(To be done) Extend the editorial below on finding the shortest binary string absent from S, starting right after its complexity paragraph.

(Document extract)
◇ ◇ ◇ ◇
1. Abridged Problem Statement  
Given a binary string S of length N (characters ‘a’ and ‘b’), find the shortest nonempty binary string over {‘a’,‘b’} that does *not* occur in S as a contiguous substring. Output its length and one such string.

2. Detailed Editorial  
Goal: find the shortest absent substring over alphabet {a,b}.  
Observation: If you look at all substrings of S of length L, there are at most N−L+1 such substrings but 2^L possible binary strings of length L. As soon as 2^L > N−L+1, by pigeonhole principle there is some string of length L missing. In practice the answer L will be quite small (≤ about log₂N+1, e.g. ≤20 when N=5⋅10^5).

Algorithm outline:  
1. For L = 1, 2, 3, …  
2.   Use a sliding‐window bitmask of width L to record which of the 2^L masks appear in S.  
     - Map ‘a’→0, ‘b’→1.  
     - Initialize mask to the integer value of S[0..L−1].  
     - Mark `seen[mask] = true`.  
     - For i from L to N−1:  
         • Shift mask left by 1 bit, mask &= (2^L−1) to drop the high bit, then add bit for S[i].  
         • Mark `seen[mask] = true`.  
3.   After scanning, scan all masks from 0 to 2^L−1; if any mask is not seen, that mask encodes an absent string of length L.  
4.   Reconstruct the string from the mask by reading its bits from most significant to least, mapping 0→‘a’, 1→‘b’.  
5.   Output L and the reconstructed string; terminate.

Complexity: for each L we do O(N) work plus O(2^L) to check which masks appear. Since L grows until 2^L > N, Lmax ≈ log₂N+1 (≈20), the total is O(N·Lmax + 2^Lmax) = O(N log N + N), acceptable for N≤5⋅10^5.
◇ ◇ ◇ ◇
(Data lines)
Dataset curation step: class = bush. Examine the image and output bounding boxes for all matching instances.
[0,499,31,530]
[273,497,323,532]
◇ ◇ ◇ ◇
(Answer to this exercise)
3. Provided C++ Solution with Detailed Comments  
#include <bits/stdc++.h>  
using namespace std;

// Global variables for input
int n;           // length of the key-string
string s;        // the key-string itself

// Read input: integer n and string s
void read() {
    cin >> n >> s;
}

// Solve one test case
void solve() {
    // cnt will hold a boolean/integer count for each possible mask of length 'len'
    vector<int> cnt;
    
    // Try lengths from 1 upward until we find a missing substring
    for (int len = 1; ; len++) {
        // Resize and zero out the counts for all 2^len masks
        cnt.assign(1 << len, 0);
        
        // Build the initial mask from the first 'len' characters
        int mask = 0;
        for (int i = 0; i < len; i++) {
            // shift left and add 0 or 1 depending on s[i]
            mask = (mask << 1) | (s[i] - 'a');
        }
        cnt[mask]++;  // mark that this mask occurs

        // Slide over the rest of the string
        int fullMask = (1 << len) - 1;  // bitmask with len ones to trim higher bits
        for (int i = len; i < n; i++) {
            // shift left, drop old top bit by AND with fullMask, then add new bit
            mask = ((mask << 1) & fullMask) | (s[i] - 'a');
            cnt[mask]++;
        }
        
        // Check which mask in [0, 2^len) never appeared
        for (int i = 0; i < (1 << len); i++) {
            if (cnt[i] == 0) {
                // Found an absent substring of length len
                cout << len << '\n';
                // Reconstruct the string from bits of i (MSB first)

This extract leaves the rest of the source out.